* **WHAT TO DO**
Each record is to be transcribed in full and exactly.

* **THE DATA**
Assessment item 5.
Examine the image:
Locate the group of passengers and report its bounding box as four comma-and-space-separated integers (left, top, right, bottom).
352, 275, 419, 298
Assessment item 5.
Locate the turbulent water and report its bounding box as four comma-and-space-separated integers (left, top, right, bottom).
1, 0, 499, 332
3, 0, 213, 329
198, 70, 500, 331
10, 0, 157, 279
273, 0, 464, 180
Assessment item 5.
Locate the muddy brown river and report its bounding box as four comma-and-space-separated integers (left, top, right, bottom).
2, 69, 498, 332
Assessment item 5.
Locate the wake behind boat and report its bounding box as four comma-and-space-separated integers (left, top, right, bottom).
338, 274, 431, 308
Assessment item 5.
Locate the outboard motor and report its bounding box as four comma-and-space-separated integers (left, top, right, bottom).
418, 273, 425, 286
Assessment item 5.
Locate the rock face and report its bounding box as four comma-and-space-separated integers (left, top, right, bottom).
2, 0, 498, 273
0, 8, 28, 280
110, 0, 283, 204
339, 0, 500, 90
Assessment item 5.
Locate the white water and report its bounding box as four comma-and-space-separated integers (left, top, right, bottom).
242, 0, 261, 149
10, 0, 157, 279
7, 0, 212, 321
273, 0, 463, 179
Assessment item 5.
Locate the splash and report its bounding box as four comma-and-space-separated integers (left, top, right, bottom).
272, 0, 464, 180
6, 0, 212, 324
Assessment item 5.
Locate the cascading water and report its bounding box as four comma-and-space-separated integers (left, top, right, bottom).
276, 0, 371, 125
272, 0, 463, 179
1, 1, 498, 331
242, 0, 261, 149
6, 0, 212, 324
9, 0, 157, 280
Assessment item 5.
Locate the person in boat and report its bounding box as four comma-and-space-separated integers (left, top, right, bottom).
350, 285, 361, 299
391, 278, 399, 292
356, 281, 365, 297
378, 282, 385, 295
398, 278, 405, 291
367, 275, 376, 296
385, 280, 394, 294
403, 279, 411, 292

* **EXPECTED ANSWER**
Assessment item 5.
Examine the image:
Locate the group of passengers and report its bounding box as four comma-and-space-separated integers (left, top, right, bottom).
352, 275, 419, 298
Assessment item 5.
Locate the turbulent water and report its bounding box as four comma-and-space-separated integers (left, top, right, bottom).
1, 0, 499, 332
3, 0, 213, 329
198, 70, 500, 331
10, 0, 157, 279
273, 0, 464, 180
Assessment item 5.
Locate the muddy brown river and report its bounding box as four comma-and-space-separated integers (left, top, right, bottom).
2, 69, 498, 332
Assessment item 5.
Locate the wake behind boat and report its bounding box as four comma-and-space-separated integers (left, top, right, bottom).
338, 274, 431, 308
Assessment item 5.
Locate the outboard motor and report its bounding box as four comma-and-space-separated integers (left, top, right, bottom).
418, 273, 425, 286
Assessment item 5.
Locate the rock face and report its bounding box as four comma-and-space-separated integers (left, top, right, bottom).
2, 0, 498, 273
0, 8, 28, 280
110, 0, 283, 204
339, 0, 500, 90
Assessment item 5.
Locate the white water and report its bounding box as four comma-and-space-separated integers (left, top, right, bottom).
242, 0, 261, 149
10, 0, 157, 279
7, 0, 212, 321
273, 0, 463, 179
Assessment item 5.
Locate the splash and report its bounding box as four comma-and-space-separated integers (left, top, right, bottom).
272, 0, 464, 180
6, 0, 212, 324
Assessment item 5.
Locate the cascading water and report its bounding box as four comma-and-space-separated integers (left, top, right, bottom).
276, 0, 371, 125
272, 0, 463, 179
1, 1, 498, 331
242, 0, 261, 149
6, 0, 212, 324
9, 0, 157, 280
Assessment item 5.
Locate the person in boat and report its bounding box as four comma-and-space-separated integers (left, top, right, bottom).
350, 285, 361, 299
391, 278, 399, 292
356, 281, 365, 297
378, 282, 385, 295
398, 278, 405, 291
367, 275, 376, 296
385, 280, 394, 294
403, 279, 411, 292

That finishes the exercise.